● **How to complete this task**
From the piece on sacraments below, write out word for word everything between "That’s when it" and "in His grace.", inclusive.

● **Page extract**
Visible signs of invisible grace

I believe it was St. Augutine who said that the Sacraments are visible signs of invisible grace; or to put it in modern terms, they are outward signs of what God is doing inwardly.  The bread and wine we share in communion, food that nourishes our bodies, are representations of the grace of God’s communion which nourishes and strengthens our souls with the real presence of Christ.  The water used in baptism is a representation of the cleansing and renewal of our spirit by the Holy Spirit of God.  Sacraments – visible signs of God’s invisible grace.

I think God works like that a lot.  Jesus spoke in parables, giving us pictures that we can relate to (sower and seeds, the prodigal son, good samaritan, etc) to teach about the mind blowing grace of God that our understanding can never completly comprehend.

These sacraments (visible signs of invisible grace) are all around us.  Yes, there are only two sacraments that we in the reformed faith adhere to, Baptism and Communion; these are the two that were authorized by Christ.  These are the sacraments where God has promised to meet us.

But God meets us in daily life – in smaller sacraments – reminding us daily of His grace.  I see these sacraments, most notably now, in my children.  Let me tell you how…

Last week I was home on a Wednesday night with my oldest (7 yrs) and my youngest (10 months).  My oldest was sick with strep – really not feeling well at all.  The youngest was a typical 10 month old – hungry, stinky, and loud.  I was feeding the baby, strained squash and carrots – a wonderful combination – when the phone rang.  It was a call that I really needed to take – so there I was talking on the phone, feeding the baby, while the oldest was moaning that she didn’t feel good.

I don’t multi-task, my wife will tell you that, so the baby wasn’t getting fed as quickly as he wanted.  In between each bite, he would voice his protest that I wasn’t moving fast enough, shouting at the top of his lungs.  I’d get 3 seconds of silence following each bite, long enough to listen to what my caller had to say.

That’s when it hit me, my children are representations of my own relationship with God.  There are times when I am impatient with God, times when I stubbornly refuse to listen and obey, times when I just need to rest in His arms, be fed by His hands, washed in His love.  I read somewhere that God intentionally brings peopel who are hard to love into our lives, just to show us how much He loves us, and how we are to love others.  This is one of the greatest gifts my children give, they remind me that I, too, am a child of God, loved by Him, and growing in His grace.

● **Information**

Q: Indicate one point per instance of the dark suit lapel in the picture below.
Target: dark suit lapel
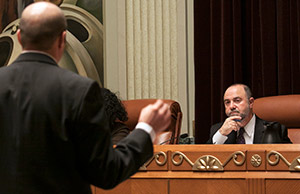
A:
(258, 131)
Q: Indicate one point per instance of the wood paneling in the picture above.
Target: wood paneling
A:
(244, 179)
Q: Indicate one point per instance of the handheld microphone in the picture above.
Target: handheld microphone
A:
(182, 136)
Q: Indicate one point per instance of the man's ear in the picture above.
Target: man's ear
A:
(62, 39)
(251, 102)
(19, 36)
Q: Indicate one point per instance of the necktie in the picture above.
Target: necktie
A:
(240, 138)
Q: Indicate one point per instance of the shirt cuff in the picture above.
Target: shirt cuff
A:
(146, 127)
(218, 138)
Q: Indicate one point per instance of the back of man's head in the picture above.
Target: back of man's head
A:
(41, 23)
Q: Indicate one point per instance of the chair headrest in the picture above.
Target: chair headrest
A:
(283, 108)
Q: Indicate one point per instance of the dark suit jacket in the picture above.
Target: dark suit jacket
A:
(119, 131)
(258, 133)
(54, 136)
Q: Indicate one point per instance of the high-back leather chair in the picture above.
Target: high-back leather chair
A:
(284, 109)
(171, 134)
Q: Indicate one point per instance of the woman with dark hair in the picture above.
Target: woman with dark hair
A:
(116, 114)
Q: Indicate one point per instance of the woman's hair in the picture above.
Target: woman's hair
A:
(113, 106)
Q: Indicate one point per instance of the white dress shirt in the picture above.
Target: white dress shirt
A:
(218, 138)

● **Response to the exercise**
That’s when it hit me, my children are representations of my own relationship with God.  There are times when I am impatient with God, times when I stubbornly refuse to listen and obey, times when I just need to rest in His arms, be fed by His hands, washed in His love.  I read somewhere that God intentionally brings peopel who are hard to love into our lives, just to show us how much He loves us, and how we are to love others.  This is one of the greatest gifts my children give, they remind me that I, too, am a child of God, loved by Him, and growing in His grace.